Coordinate annotation entries

------------------------------

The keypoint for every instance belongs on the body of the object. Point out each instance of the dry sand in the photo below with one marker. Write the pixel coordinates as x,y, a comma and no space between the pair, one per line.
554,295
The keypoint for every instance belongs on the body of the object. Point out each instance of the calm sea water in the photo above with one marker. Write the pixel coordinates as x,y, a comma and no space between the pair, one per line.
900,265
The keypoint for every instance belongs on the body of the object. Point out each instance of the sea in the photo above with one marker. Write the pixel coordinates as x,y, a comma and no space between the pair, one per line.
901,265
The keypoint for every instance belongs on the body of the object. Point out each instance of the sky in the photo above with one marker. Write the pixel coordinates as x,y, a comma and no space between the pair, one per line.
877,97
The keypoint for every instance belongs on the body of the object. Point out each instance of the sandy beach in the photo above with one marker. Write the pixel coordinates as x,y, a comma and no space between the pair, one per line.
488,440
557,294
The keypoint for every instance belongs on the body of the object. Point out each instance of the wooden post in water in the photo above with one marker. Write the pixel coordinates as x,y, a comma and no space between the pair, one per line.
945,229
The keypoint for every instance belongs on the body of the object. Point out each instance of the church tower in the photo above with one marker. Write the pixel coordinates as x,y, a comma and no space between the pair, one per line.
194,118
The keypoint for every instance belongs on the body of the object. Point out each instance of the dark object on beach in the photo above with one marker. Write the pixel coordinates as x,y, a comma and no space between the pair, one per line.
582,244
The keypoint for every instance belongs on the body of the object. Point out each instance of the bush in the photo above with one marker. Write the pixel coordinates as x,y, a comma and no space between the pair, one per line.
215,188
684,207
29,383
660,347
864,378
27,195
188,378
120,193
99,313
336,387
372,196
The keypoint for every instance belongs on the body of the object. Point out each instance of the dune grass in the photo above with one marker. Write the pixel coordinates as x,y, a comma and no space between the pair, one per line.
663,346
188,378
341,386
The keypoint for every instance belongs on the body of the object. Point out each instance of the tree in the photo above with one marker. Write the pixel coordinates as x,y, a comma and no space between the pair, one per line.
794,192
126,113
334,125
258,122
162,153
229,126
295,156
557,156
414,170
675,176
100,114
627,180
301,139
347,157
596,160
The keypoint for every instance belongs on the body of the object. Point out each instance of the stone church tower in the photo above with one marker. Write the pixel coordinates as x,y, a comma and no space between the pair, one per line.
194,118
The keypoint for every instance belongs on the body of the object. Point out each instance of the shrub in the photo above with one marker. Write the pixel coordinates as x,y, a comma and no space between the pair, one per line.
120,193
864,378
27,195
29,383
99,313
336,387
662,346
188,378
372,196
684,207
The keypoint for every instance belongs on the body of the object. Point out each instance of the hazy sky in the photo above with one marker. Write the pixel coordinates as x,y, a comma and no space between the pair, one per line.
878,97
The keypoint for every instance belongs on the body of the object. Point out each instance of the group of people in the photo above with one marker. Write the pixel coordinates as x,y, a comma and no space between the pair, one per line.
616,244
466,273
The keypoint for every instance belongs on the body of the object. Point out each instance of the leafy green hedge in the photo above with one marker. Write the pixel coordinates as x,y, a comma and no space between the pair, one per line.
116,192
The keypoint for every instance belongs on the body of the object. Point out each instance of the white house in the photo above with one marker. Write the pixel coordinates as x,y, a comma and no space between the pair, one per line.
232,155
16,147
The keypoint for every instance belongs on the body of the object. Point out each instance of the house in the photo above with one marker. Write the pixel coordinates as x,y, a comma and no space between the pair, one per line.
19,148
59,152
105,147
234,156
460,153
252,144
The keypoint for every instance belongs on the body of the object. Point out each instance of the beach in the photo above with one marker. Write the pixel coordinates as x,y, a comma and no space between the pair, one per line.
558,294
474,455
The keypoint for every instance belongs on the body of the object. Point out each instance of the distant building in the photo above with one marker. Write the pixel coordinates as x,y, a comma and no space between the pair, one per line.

------------------------------

What you should do:
Everything from the line containing "of the white" through the final line of the listing, inclusive, must be reproduced exactly; leave out the rest.

Task solution:
The keypoint for every instance belongs on the body of the object. Point out each instance of the white house in the photo above with one marker. Write the pixel coordinates as x,y, a comma and no space between the pair, one per line.
232,155
16,147
The keypoint for every instance belongs on the body of the object. Point out each instance of the house in the photo above with one marker. Write the pixel coordinates as x,y, a comma and no space between the pair, one per line.
19,148
59,152
105,147
234,156
460,153
252,144
The keypoint for every instance belongs on the body of the object. Point out each instance of the beach in the photo above with one marker. Write the pixel coordinates as x,y, a comma and no space between the pair, one per line.
558,294
474,455
The keypoint for every instance belongs on the body of the object. Point out each instance of the distant building in the photo above with one marker. Write the pixel coordinates as x,y, a comma and no space between the pair, one per line.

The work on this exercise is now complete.